[Entries from a pointing dataset]

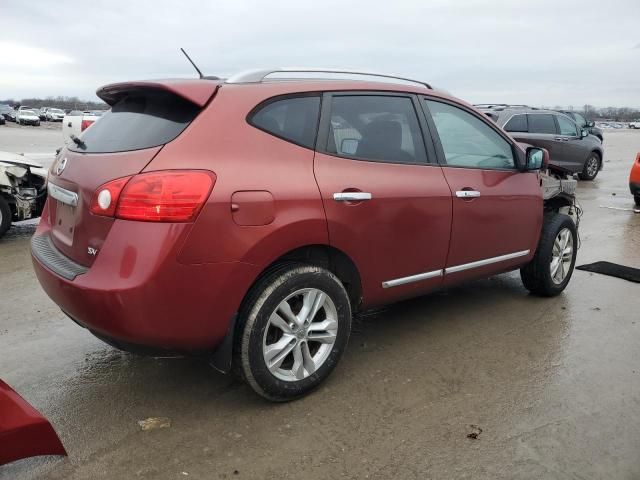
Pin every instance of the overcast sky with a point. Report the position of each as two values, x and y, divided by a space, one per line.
539 52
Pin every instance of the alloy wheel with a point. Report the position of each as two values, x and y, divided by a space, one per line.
300 334
592 166
561 256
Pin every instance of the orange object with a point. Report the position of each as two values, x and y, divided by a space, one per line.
634 180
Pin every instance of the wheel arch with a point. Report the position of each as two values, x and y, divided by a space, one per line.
326 256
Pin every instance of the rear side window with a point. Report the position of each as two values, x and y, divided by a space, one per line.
378 128
467 141
293 118
541 123
517 123
567 127
139 120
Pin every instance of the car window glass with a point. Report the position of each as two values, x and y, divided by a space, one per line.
378 128
467 141
567 127
293 118
541 123
138 120
517 123
580 120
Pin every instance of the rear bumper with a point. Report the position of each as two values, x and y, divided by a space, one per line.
137 292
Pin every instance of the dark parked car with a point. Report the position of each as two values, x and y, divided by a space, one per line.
250 218
569 146
584 124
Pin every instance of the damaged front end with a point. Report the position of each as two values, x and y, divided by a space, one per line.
23 189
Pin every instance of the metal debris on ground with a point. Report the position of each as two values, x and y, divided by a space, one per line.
154 423
475 432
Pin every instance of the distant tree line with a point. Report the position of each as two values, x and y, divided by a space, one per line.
65 103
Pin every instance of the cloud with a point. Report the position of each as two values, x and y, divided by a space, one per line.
18 55
542 52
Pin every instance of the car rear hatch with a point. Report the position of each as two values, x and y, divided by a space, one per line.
144 116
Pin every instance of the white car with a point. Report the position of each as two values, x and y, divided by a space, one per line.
55 115
23 189
27 117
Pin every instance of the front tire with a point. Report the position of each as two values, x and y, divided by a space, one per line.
550 270
294 328
591 167
5 216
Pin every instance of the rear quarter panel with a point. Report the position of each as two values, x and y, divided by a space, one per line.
246 159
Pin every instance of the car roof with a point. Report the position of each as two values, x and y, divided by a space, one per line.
199 91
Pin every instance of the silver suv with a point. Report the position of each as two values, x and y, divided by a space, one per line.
569 146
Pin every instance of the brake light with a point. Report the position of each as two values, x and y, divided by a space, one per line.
85 124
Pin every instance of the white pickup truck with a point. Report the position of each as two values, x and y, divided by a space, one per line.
76 122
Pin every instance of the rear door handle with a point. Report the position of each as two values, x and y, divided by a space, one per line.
467 194
352 196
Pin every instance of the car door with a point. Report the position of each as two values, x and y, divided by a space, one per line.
497 209
387 203
574 149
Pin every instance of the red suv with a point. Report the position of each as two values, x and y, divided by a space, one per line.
248 219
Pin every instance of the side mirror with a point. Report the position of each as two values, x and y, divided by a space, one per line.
537 158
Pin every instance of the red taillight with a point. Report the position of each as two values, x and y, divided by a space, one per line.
165 196
85 124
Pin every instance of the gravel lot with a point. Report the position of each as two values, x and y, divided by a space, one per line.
554 384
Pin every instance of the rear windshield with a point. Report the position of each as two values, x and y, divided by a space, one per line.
137 121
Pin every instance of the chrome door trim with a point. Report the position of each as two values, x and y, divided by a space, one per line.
486 261
352 196
467 194
412 278
62 194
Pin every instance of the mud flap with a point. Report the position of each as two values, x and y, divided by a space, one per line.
24 432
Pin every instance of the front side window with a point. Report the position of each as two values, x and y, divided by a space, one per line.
293 118
567 127
467 141
517 123
541 123
376 128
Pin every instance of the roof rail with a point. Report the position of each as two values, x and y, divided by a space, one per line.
257 76
500 106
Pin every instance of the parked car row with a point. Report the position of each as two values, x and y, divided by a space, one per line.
49 114
573 143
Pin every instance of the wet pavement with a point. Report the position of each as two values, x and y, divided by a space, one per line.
553 384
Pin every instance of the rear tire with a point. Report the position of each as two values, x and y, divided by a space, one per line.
5 216
276 353
591 167
550 270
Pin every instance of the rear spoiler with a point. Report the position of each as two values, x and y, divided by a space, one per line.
197 92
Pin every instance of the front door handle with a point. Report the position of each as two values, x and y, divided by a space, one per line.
352 196
467 194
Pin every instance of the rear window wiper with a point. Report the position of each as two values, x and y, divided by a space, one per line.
78 141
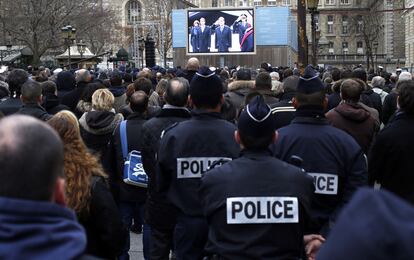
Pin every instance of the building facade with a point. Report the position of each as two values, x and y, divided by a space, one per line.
409 34
348 30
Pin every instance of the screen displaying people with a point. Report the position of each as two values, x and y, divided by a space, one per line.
221 31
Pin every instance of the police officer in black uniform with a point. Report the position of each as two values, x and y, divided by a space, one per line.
187 150
331 156
256 205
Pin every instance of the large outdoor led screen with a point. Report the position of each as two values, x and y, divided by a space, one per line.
220 31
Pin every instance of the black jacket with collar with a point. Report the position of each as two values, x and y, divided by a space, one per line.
35 110
159 212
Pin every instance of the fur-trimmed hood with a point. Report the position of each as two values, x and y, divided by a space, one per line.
241 84
100 122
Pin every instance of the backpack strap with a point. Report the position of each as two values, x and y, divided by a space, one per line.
124 141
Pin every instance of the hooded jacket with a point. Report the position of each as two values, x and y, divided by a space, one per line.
97 128
39 230
356 121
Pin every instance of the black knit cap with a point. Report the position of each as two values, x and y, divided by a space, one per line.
257 119
206 88
310 82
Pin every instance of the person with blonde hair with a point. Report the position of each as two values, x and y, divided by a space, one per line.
87 192
97 125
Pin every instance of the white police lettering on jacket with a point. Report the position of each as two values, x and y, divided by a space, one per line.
261 210
194 167
325 183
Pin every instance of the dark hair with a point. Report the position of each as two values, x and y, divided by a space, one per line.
31 91
138 102
406 96
360 74
48 87
315 99
116 78
351 90
346 74
177 91
263 81
255 143
143 84
31 158
16 79
89 90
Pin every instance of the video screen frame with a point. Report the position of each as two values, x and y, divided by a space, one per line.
211 17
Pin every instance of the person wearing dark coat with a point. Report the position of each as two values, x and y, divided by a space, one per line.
72 98
352 117
223 36
65 83
32 98
98 125
240 88
237 197
263 85
51 101
284 111
390 159
15 79
129 197
204 36
374 225
160 214
331 156
35 223
204 142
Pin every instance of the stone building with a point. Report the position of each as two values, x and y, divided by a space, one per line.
340 26
409 34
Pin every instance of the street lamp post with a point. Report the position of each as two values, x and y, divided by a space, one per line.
69 34
81 49
313 10
375 45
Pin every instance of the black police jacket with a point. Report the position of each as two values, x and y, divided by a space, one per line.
331 156
256 207
187 150
159 211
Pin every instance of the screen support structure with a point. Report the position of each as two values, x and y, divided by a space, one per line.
141 24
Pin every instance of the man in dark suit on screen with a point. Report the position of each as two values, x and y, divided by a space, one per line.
204 36
223 36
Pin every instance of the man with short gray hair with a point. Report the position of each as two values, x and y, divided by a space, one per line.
31 98
71 99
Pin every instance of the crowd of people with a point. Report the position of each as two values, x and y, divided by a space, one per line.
239 163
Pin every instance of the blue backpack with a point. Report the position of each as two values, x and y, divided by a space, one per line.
134 173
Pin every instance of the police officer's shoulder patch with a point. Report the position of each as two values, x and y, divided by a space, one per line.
168 129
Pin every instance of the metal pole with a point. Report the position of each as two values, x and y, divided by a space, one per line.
314 45
302 41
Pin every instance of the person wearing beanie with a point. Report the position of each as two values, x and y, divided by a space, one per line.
186 151
284 110
238 89
256 196
332 157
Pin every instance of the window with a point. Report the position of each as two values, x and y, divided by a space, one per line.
331 48
360 47
133 11
329 28
360 23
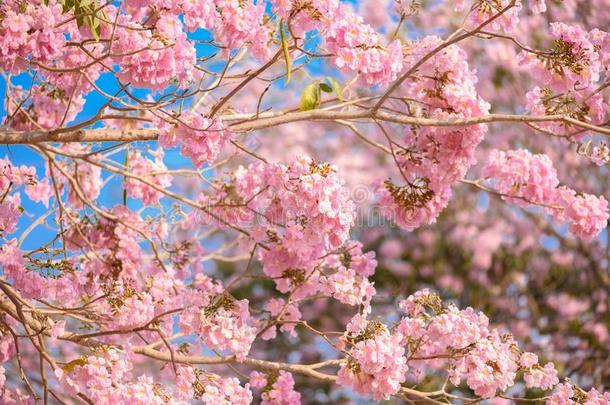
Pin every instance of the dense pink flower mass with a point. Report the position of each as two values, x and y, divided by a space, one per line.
531 179
304 201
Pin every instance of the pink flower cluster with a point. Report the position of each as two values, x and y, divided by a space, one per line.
29 32
580 105
434 158
531 179
201 139
143 167
572 63
350 284
568 394
354 44
106 379
445 337
234 23
301 213
222 323
377 364
224 390
288 315
152 57
536 376
278 388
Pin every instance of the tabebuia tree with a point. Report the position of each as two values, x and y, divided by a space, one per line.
304 201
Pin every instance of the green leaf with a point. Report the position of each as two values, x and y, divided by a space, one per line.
286 52
336 86
310 98
326 88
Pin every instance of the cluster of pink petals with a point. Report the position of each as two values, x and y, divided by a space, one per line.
201 139
152 57
531 179
487 361
482 12
355 45
278 389
225 390
567 394
439 156
350 284
107 379
29 33
300 211
378 365
575 102
556 74
143 167
234 23
229 328
290 315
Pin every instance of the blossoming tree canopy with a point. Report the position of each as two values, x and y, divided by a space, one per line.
304 201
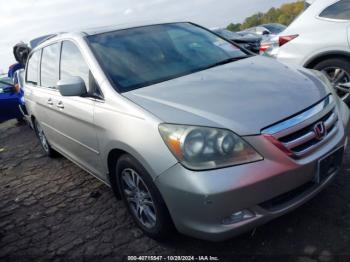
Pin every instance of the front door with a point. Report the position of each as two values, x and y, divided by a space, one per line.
70 119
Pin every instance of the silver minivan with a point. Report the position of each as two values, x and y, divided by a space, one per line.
191 131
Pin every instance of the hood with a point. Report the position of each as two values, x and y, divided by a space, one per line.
244 96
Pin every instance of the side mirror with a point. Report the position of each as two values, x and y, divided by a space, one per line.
344 87
72 86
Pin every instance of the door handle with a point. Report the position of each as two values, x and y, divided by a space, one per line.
60 105
50 102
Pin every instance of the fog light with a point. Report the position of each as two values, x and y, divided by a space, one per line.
239 217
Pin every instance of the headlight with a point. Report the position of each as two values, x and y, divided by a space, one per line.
200 148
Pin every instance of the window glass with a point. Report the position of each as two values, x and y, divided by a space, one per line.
32 70
49 65
138 57
72 63
339 10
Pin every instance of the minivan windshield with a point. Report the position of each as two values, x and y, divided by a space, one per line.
142 56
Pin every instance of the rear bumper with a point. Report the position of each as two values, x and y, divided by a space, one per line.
199 201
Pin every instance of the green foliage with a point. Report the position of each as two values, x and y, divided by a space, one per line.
283 15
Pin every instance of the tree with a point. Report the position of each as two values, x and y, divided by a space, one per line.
234 27
283 15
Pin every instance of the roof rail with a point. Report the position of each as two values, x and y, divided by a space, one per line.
37 41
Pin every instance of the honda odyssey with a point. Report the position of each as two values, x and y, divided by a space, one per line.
191 131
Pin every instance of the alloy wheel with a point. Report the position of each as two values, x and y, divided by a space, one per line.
138 198
338 76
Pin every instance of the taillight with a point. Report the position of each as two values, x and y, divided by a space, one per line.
285 39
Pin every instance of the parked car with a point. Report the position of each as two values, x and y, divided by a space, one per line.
187 128
246 40
319 39
270 30
9 100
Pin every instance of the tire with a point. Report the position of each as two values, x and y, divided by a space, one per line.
326 66
43 140
162 227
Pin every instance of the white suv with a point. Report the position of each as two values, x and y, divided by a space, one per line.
320 39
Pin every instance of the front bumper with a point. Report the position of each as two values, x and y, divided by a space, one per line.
199 201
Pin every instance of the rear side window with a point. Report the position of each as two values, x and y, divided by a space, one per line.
72 63
339 10
32 68
49 65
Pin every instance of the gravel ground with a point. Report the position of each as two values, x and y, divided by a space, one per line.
50 209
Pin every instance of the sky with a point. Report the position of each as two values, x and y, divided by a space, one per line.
24 20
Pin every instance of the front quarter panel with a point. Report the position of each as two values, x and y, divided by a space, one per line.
123 125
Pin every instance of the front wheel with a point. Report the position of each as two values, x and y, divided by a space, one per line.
143 199
338 72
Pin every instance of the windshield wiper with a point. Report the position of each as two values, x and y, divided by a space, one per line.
226 61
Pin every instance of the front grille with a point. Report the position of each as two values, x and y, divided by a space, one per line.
297 134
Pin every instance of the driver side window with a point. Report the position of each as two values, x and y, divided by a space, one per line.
73 64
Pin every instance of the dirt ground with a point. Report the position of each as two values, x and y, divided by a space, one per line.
50 209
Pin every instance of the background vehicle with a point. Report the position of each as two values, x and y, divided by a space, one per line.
9 100
320 39
247 40
267 29
185 126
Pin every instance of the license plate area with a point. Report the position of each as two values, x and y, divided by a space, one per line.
329 165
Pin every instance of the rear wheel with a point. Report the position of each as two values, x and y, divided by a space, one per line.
43 140
338 72
143 199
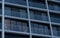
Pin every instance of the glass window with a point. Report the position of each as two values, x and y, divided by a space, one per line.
55 17
37 3
0 23
21 2
38 15
56 30
15 36
40 28
8 11
54 6
16 25
23 13
7 24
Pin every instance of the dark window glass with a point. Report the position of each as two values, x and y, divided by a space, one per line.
56 30
0 23
37 3
40 28
16 25
55 17
54 6
15 36
38 15
40 37
16 12
0 9
23 13
7 11
21 2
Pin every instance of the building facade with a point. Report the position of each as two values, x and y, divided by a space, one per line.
29 18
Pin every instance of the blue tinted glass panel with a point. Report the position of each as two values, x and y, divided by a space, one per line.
21 2
37 3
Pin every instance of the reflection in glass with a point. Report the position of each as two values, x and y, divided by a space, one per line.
16 12
37 3
38 15
21 2
55 17
16 25
56 30
40 28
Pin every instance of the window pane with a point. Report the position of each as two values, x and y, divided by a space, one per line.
39 28
37 3
38 15
21 2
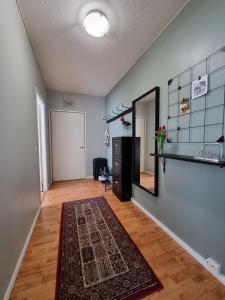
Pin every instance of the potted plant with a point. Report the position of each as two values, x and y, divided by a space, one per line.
160 137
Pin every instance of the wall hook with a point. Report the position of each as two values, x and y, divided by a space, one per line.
124 106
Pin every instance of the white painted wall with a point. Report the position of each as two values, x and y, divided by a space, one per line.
19 176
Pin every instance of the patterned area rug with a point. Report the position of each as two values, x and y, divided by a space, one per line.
97 259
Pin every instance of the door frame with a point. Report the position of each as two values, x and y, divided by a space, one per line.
50 137
42 147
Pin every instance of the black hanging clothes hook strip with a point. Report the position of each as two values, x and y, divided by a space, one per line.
123 113
124 106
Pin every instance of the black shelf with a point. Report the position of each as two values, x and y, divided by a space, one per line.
165 156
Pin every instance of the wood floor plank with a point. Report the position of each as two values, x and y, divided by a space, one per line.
183 278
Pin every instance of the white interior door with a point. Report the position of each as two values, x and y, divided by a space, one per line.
42 148
140 132
68 145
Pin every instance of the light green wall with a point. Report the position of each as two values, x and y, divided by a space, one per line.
191 198
95 126
19 179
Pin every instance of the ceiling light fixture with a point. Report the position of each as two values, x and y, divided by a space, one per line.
96 24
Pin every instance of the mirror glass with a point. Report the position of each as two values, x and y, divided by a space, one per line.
145 114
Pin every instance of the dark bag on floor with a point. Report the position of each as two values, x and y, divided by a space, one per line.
99 165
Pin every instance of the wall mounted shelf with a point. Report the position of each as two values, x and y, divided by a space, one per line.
164 157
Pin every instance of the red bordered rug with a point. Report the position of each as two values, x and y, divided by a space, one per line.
97 258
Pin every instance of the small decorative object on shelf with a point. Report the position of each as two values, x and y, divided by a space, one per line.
160 136
125 123
211 152
185 106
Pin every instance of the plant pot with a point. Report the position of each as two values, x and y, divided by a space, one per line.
161 147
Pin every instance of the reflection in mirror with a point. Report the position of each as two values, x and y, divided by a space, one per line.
146 117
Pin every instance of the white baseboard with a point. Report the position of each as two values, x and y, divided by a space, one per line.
186 247
19 262
148 172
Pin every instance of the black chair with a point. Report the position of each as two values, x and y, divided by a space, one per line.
100 166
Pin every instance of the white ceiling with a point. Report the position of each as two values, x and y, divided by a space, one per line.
73 61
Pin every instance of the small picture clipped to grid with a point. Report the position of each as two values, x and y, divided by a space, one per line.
202 119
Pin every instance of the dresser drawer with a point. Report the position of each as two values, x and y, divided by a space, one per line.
117 147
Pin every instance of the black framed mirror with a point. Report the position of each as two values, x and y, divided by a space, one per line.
145 123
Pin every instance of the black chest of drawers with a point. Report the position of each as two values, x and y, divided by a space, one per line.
122 167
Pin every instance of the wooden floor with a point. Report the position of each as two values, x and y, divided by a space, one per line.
182 277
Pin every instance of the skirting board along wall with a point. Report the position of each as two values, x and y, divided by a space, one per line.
186 247
19 262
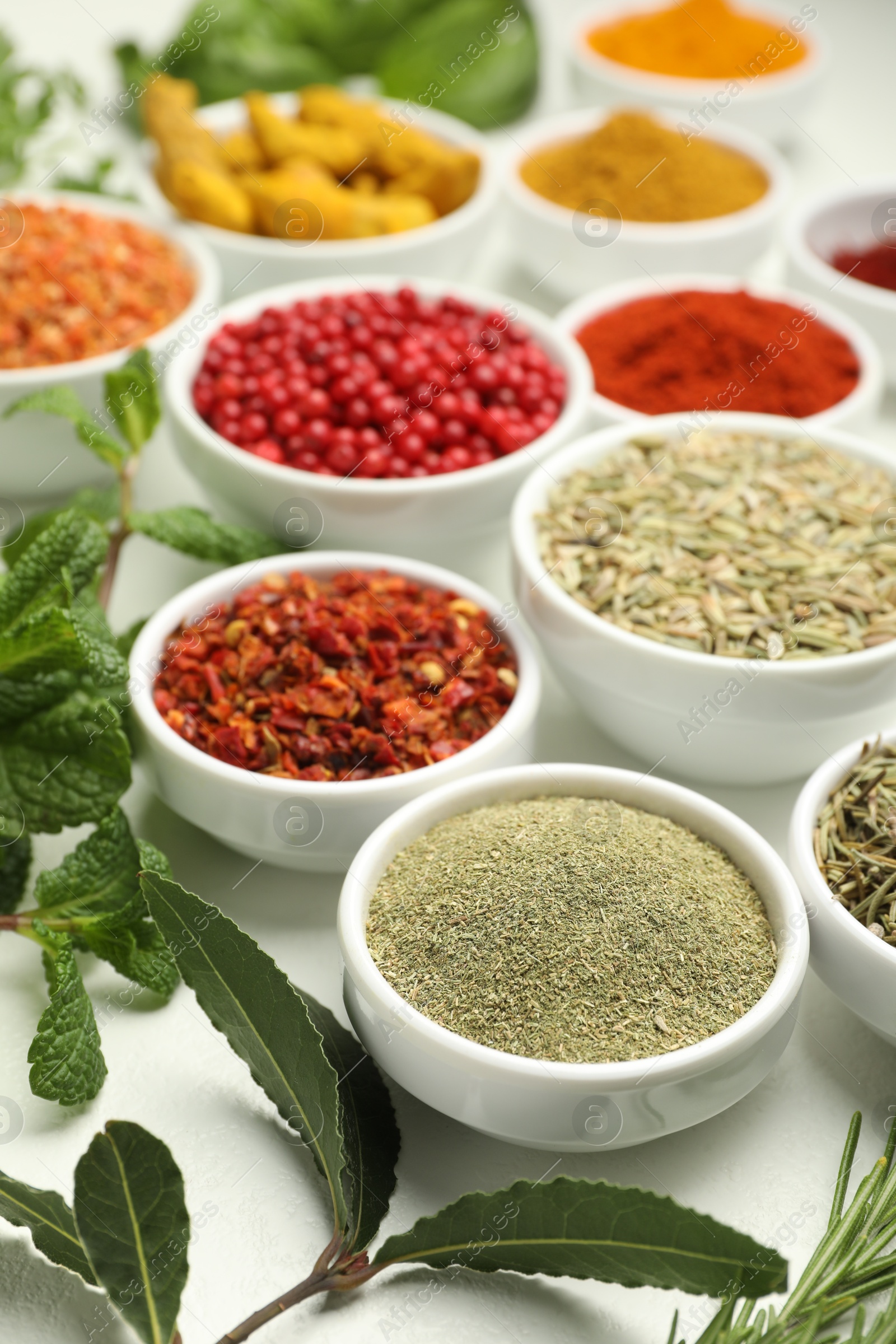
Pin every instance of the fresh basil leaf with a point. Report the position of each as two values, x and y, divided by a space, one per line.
442 55
370 1135
195 533
50 1222
132 400
62 401
66 765
585 1229
66 1058
133 1222
15 861
265 1019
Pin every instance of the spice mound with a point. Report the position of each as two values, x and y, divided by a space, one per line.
874 265
379 385
76 286
645 170
738 545
571 929
700 39
354 678
855 841
340 169
696 350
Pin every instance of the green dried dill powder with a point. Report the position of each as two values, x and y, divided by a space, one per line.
571 929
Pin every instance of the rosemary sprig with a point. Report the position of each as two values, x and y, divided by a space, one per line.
851 1262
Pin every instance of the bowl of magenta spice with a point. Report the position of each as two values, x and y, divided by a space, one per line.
843 852
571 958
288 706
841 246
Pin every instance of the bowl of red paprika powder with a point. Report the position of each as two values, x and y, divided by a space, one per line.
288 710
414 441
695 342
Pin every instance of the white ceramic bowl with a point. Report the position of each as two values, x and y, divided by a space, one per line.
846 218
432 516
571 1108
570 256
855 412
786 717
855 965
442 249
41 459
765 105
300 824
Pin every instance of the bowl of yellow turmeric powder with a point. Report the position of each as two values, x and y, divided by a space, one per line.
601 197
711 61
292 187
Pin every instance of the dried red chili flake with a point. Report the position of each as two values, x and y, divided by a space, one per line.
379 385
358 676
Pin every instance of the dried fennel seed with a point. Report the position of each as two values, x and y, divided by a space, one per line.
735 545
856 841
520 926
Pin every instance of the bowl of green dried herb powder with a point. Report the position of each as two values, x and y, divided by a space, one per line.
571 958
722 599
843 852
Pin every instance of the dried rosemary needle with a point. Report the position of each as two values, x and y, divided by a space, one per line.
738 545
571 929
856 841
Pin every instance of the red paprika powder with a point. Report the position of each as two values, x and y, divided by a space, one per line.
700 350
358 676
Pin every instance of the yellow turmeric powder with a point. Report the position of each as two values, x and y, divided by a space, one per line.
699 39
647 171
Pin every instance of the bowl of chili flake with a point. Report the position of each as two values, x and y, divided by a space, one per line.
83 281
288 716
402 413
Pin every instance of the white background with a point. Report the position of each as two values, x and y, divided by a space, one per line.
753 1167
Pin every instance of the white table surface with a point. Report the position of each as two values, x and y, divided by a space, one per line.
753 1167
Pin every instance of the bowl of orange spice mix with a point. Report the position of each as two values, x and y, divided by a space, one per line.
83 283
703 59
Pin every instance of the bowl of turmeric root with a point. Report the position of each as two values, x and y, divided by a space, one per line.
288 187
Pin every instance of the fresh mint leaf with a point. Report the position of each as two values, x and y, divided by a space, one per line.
66 765
195 533
62 401
50 1222
15 861
265 1019
132 400
370 1133
582 1229
133 1222
66 1058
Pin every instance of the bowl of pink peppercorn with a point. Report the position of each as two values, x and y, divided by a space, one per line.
398 414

What you have to do:
Copy only the stretch running from the line containing "Pin every instance of the white background" to the final line of the entries, both ends included, exactly as it stands.

The reply:
Pin every instance of the white background with a point. Report the position of each as two values, x and y, divided by a space, one per line.
753 1167
Pin every instance of the white table surface with a point. Report the position of each as two values, x and y, divided by a space, one per line.
753 1167
Pin every instance of the bowl of orange spice mix with a point. Report the position of each as two values, x and y, divided by a space, one per line.
83 283
703 59
Pin every instance of the bowl of turmeric root with a point. Report the position of each as two values, x and y, divided by a space, one per line.
288 187
Pin every instance of the fresh mint leaf with a point. Report the position of each as two values, x and y, divided by a space, one per line.
66 765
195 533
62 401
50 1222
15 861
265 1019
132 400
370 1133
582 1229
133 1222
66 1058
Pin every instance of the bowl of pink peppercorn with a point. Report the position of each as two values, x and y, divided by a space, one per line.
398 414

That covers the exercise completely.